What the task asks - Please pick out each line in the listing below that contains the word "exact" and copy those lines. Case counts.

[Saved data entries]
☆ ☆ ☆ ☆ ☆ ☆ ☆

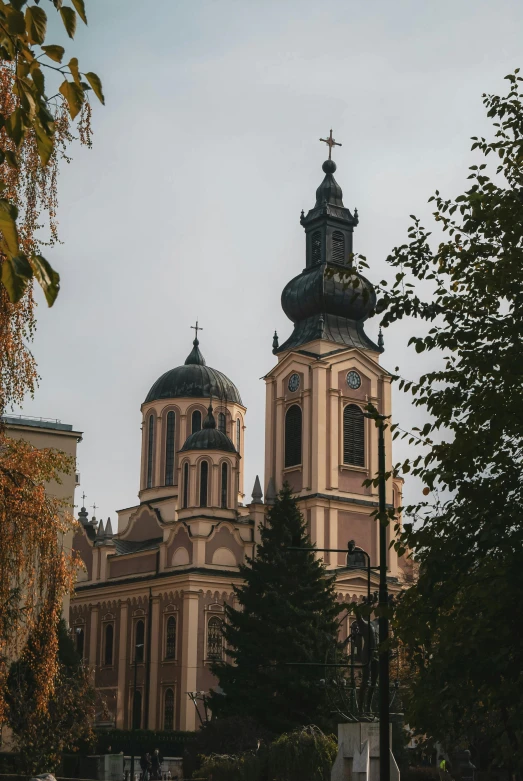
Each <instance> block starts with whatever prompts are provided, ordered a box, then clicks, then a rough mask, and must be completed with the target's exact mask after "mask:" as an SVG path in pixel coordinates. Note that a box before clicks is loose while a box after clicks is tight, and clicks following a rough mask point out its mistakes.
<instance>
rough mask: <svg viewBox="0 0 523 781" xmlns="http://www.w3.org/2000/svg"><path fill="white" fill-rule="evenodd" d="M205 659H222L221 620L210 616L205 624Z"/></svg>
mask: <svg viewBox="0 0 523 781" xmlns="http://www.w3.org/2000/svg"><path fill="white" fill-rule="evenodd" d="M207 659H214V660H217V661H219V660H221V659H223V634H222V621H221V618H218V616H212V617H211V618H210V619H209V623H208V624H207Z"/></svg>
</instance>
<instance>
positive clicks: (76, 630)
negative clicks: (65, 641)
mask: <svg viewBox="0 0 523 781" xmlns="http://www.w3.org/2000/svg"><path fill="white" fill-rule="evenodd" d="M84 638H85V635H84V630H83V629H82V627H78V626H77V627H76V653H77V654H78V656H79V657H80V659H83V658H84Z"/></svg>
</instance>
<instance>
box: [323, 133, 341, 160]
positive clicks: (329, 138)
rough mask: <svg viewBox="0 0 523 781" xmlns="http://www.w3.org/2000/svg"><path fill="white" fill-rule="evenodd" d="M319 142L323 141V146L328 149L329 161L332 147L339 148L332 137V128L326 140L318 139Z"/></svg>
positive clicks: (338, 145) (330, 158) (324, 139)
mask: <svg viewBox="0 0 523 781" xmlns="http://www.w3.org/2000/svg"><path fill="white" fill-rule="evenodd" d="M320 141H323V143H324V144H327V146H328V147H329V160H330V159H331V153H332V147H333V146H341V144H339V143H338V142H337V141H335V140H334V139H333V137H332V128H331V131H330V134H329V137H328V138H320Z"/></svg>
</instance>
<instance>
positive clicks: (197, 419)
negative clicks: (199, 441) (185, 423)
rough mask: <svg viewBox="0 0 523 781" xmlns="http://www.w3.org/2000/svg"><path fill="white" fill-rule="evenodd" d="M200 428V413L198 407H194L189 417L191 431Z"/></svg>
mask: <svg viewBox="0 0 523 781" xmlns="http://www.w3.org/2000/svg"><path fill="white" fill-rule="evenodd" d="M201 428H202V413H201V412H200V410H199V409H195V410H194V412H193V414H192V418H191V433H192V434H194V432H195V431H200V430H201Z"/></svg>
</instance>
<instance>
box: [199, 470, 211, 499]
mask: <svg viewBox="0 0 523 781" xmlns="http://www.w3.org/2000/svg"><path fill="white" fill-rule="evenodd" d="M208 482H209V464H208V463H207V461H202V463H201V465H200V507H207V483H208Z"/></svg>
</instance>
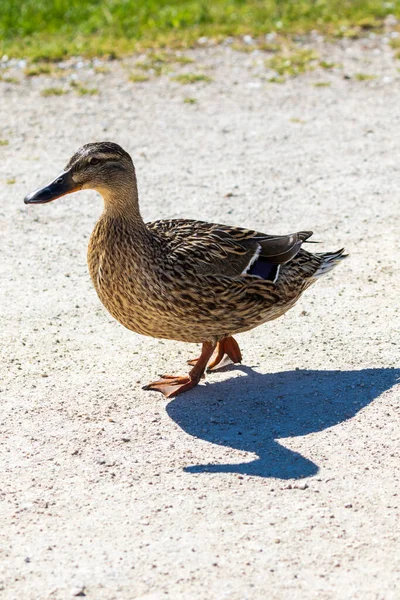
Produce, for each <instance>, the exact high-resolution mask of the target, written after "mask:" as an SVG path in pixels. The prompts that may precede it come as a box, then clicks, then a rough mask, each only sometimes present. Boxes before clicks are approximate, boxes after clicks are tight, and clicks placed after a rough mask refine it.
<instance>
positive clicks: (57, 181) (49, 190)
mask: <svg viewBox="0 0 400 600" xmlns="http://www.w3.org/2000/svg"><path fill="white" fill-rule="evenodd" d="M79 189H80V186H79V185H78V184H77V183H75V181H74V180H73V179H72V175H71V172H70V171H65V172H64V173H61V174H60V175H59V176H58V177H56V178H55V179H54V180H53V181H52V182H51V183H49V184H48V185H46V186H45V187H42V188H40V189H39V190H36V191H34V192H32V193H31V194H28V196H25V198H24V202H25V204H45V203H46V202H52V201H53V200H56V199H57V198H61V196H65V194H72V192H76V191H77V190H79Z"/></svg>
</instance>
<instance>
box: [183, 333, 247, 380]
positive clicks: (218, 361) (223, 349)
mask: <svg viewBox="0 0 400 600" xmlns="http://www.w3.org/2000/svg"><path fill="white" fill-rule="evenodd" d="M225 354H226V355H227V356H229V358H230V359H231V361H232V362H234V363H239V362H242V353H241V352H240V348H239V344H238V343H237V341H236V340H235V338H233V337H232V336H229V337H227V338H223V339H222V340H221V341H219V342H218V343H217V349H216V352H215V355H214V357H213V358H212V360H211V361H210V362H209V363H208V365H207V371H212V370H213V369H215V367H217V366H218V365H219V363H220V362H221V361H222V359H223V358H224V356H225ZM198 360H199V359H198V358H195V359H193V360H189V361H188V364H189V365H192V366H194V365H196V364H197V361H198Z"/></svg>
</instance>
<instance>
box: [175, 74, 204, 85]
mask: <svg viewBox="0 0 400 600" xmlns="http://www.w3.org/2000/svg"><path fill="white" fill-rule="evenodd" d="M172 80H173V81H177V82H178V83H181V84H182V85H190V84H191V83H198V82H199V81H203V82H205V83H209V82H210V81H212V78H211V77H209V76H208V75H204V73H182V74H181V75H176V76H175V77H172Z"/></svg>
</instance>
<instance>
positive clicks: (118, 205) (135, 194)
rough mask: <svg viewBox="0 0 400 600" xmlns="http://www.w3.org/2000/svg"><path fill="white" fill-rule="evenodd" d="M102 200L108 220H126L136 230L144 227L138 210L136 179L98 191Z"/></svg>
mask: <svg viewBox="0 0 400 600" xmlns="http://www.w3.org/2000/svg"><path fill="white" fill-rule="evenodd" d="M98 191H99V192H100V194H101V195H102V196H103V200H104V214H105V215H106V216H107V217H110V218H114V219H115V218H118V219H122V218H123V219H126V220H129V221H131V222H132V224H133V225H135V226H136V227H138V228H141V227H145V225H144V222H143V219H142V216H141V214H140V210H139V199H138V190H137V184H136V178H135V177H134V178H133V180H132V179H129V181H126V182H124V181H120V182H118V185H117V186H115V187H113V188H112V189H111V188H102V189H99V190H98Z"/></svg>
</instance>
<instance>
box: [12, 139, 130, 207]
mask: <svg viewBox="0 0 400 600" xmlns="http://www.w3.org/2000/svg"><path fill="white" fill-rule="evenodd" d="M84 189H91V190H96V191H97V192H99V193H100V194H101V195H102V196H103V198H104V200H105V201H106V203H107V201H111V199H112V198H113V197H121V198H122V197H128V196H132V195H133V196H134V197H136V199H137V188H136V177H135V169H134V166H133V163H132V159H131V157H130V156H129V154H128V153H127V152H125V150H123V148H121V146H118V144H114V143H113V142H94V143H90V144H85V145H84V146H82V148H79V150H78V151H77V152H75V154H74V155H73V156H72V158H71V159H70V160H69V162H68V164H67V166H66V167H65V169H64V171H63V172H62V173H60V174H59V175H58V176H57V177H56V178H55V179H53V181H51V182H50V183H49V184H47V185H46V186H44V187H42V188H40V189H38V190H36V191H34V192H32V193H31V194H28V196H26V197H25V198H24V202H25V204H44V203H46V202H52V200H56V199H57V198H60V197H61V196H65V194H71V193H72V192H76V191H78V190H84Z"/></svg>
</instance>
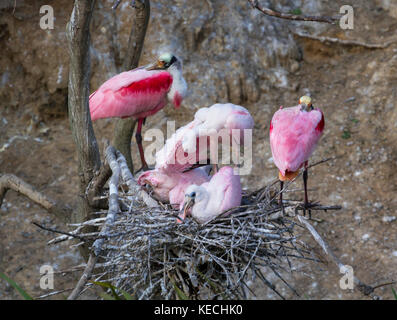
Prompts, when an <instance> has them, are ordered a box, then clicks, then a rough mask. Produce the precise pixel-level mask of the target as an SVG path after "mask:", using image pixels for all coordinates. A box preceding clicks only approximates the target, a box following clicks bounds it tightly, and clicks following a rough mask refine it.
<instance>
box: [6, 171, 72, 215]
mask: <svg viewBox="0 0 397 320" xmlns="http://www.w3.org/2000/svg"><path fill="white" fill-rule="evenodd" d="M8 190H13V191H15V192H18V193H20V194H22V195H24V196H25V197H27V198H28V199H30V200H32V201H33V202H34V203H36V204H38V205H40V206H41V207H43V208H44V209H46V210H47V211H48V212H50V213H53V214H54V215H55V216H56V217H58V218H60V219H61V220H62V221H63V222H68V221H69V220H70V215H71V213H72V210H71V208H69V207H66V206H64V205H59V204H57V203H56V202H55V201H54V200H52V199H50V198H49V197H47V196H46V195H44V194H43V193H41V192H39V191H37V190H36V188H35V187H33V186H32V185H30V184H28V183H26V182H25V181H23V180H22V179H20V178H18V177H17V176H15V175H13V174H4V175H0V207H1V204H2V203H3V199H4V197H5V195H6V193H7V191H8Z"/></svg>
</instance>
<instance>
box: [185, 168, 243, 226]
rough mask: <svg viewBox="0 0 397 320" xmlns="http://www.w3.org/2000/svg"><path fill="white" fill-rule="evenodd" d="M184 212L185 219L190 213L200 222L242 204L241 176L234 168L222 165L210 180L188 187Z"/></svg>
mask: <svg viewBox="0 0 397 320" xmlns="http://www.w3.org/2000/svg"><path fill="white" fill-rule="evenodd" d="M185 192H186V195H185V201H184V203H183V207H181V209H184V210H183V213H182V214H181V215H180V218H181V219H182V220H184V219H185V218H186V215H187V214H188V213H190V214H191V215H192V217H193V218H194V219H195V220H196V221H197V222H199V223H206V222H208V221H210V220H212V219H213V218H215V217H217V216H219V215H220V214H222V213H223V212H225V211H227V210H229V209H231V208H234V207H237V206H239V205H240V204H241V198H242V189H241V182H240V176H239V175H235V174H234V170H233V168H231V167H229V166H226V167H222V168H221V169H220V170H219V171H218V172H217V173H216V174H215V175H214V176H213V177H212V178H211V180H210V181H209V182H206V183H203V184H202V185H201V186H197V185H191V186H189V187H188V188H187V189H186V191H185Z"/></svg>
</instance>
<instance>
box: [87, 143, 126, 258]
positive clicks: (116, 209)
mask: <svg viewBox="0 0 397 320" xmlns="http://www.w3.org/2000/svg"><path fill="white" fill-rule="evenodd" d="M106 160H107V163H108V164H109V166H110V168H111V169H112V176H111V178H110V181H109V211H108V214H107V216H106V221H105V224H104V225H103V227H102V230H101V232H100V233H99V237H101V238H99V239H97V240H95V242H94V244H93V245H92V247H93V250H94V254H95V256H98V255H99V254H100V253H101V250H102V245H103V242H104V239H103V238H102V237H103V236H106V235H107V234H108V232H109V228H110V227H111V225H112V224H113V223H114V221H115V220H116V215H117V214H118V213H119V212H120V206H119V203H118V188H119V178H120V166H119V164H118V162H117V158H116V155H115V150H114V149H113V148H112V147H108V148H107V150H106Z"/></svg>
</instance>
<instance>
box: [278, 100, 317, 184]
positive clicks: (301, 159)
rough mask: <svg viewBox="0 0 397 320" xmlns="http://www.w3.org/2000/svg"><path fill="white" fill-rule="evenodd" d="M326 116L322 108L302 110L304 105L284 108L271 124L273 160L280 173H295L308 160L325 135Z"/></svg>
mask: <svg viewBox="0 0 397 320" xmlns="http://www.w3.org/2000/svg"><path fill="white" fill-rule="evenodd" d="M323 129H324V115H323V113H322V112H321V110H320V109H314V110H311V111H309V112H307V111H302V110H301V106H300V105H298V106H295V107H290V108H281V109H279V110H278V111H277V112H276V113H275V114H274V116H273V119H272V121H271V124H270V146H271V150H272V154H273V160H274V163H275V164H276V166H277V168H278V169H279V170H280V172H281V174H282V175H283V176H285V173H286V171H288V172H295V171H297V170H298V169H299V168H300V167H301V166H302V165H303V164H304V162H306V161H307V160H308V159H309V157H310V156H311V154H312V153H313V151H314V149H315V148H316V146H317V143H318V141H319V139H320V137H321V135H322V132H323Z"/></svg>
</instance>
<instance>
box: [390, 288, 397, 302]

☆ ☆ ☆ ☆ ☆ ☆ ☆

Solution to this exercise -
Each <instance> block starts with whatever prompts are provided, ordered a box, then clicks, then a rough mask, and must be completed with the target's exact mask after "mask:" as an SVG path in pixel coordinates. Note that a box before clicks is loose while a box after clicks is tight, and clicks following a rough mask point out its mistakes.
Produce, for each <instance>, the exact high-resolution mask of the target, written after "mask:" as an SVG path in pixels. The prompts that may precede it come as a box, then clicks, then a rough mask, each only sometimes present. Boxes before clicks are approximate, boxes after clicks are tight, and clicks placed after a rough mask refine it.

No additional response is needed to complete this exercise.